▶ Task set:
1. Please copy from the film reviews the part that opens with the words containing "The title says" and closes with "an oscar campaign.".
2. Answer these questions from the film reviews:
(a) Which actor does the reviewer call "dreamy"?
(b) Who is named as playing the "virtually nameless Standard Issue Home Incubator Unit"?
(c) What does the reviewer ask whether everything circa the Bosphorous has to end in?
3. Sum up the film reviews in two sentences.

Segment Start: Text under study

It is an indictment of our current cinematic climate that something so six-out-of-ten/adequate outshines so much else. TTFoJ exhibits few of the really penetrating personal quirks and twists that distinguish the blue ribbon stuff in this genre and upon which such distinction is so utterly dependent. I felt very little in the course of my observation, the soft-focus genericism at work here unfortunately transcending the sum of its more decent elements. And does everything circa the Bosphorous have to end in a dramatic foot chase through a jewellery quarter? One more thing; Oscar Isaac is fucking dreamy. The Two Faces of January is a honey-coloured num-num moderately deserving of your Sunday afternoon.
The title says it all, really, doesn't it? Uninspired, tone-deaf, witlessly pedestrian; if American Sniper was a puppy, it would crawl in a circle, not that such considerations would ever halt an oscar campaign.
When precis tell you who they are, believe them: Kyle the Murican gets mad at all the spooky foreigners blowing up his homeland for no reason, dammit, joins the military, clips randoms from Iraqi rooftops and eventually catches one himself (did I spoil the ending for you? Whilst children are apparently legitimate grist to the gratuitous sadism mill, Kyle's death-by-the-sword is discreetly veiled out of a respect accorded no one else.)
But you don't have to wade through the politics to smell what's cooking here; this isn't (all) claw-handed liberal bitching and our audible recoil has probably obscured the fact that American Sniper is just a crap MOR movie, considered dispassionately. Every lol cliché is dished out in an endless brown buffet; boring Hurt Locker-retread action, sinister bloodthirsty dirka-dirkastanis, horrifically inadequate interpersonal sequences and dipshit private imperatives that are a perfect microcosm of the wider political fuckfest. Sienna Miller is neither recognisable nor memorable as the virtually nameless Standard Issue Home Incubator Unit. Bradley Cooper serves up all the charmless, chook-eyed monotone a mouthbreather could wish for in their favourite homicidal simpleton. And the whole thing looked like it was filmed through a fucking coffee filter by a team of Ambien-chugging nematodes on a really tight budget.

Segment End: Text under study
Segment Start: Given data

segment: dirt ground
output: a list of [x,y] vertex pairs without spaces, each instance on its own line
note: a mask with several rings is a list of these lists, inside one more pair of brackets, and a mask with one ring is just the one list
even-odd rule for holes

Segment End: Given data

▶ Expected outputs:
1.
The title says it all, really, doesn't it? Uninspired, tone-deaf, witlessly pedestrian; if American Sniper was a puppy, it would crawl in a circle, not that such considerations would ever halt an oscar campaign.

2.
(a) Oscar Isaac
(b) Sienna Miller
(c) A dramatic foot chase through a jewellery quarter

3. The Two Faces of January is called an adequate, six-out-of-ten film that outshines much of current cinema yet lacks the personal quirks of the genre's best, leaving the reviewer feeling very little. American Sniper is dismissed as uninspired, tone-deaf, and full of clichés, with a forgettable Sienna Miller, a charmless monotone from Bradley Cooper, and a look like it was filmed through a coffee filter.